• WORK ORDER: Take the records below and extract, word for word, the lines from the one containing "query: the noun" through the final line, inclusive. Omit pictures.

• EXERCISE DATA:
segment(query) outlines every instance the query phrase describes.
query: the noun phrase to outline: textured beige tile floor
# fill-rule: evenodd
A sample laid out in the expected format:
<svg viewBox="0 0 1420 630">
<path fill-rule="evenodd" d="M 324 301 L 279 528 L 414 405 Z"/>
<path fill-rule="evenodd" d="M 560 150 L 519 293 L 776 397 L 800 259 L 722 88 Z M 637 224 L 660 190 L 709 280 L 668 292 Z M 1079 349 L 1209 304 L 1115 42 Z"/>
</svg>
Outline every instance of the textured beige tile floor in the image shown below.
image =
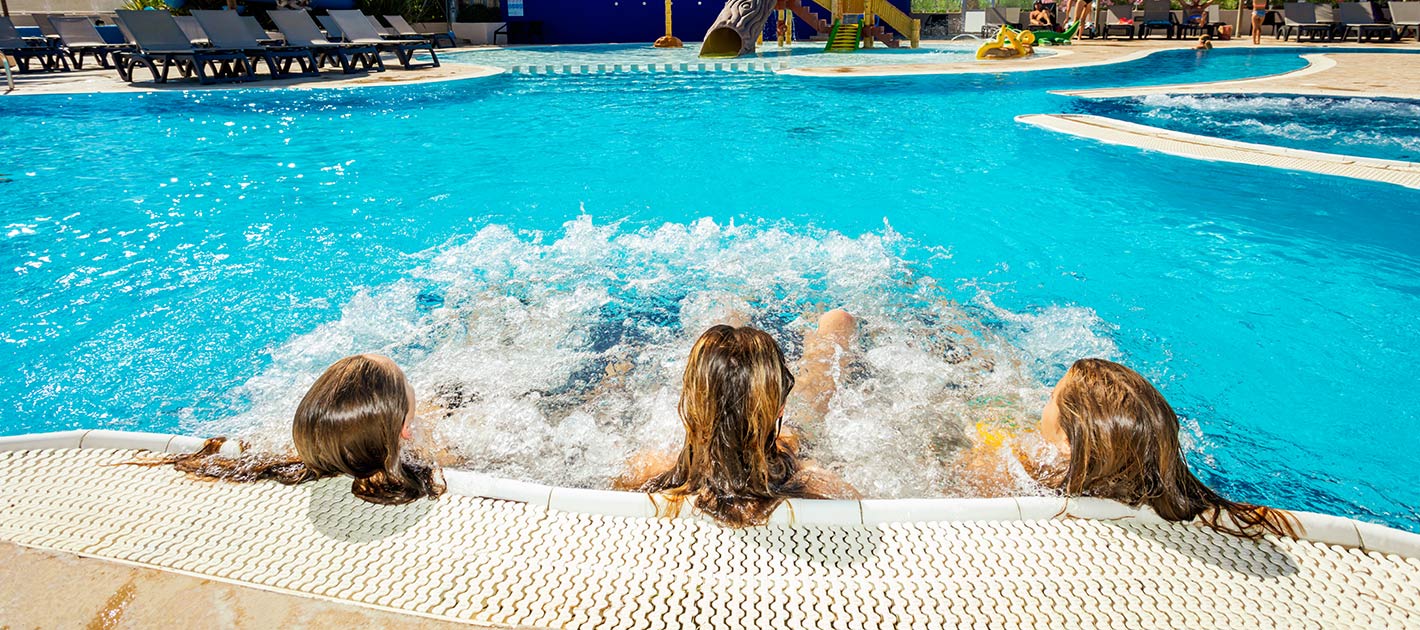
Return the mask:
<svg viewBox="0 0 1420 630">
<path fill-rule="evenodd" d="M 0 542 L 0 628 L 477 628 Z"/>
</svg>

• RESPONSE TO THE EXERCISE:
query: the noun phrase to outline: textured beige tile floor
# fill-rule: evenodd
A sample laid out in the expected format:
<svg viewBox="0 0 1420 630">
<path fill-rule="evenodd" d="M 324 301 L 279 528 L 414 405 Z"/>
<path fill-rule="evenodd" d="M 560 150 L 519 293 L 776 397 L 800 259 L 722 88 Z M 637 224 L 660 190 L 709 280 L 668 292 Z M 1079 349 L 1209 304 L 1115 42 Z"/>
</svg>
Outline every instance of the textured beige tile floor in the image shown below.
image =
Return the mask:
<svg viewBox="0 0 1420 630">
<path fill-rule="evenodd" d="M 0 542 L 0 628 L 477 628 Z"/>
</svg>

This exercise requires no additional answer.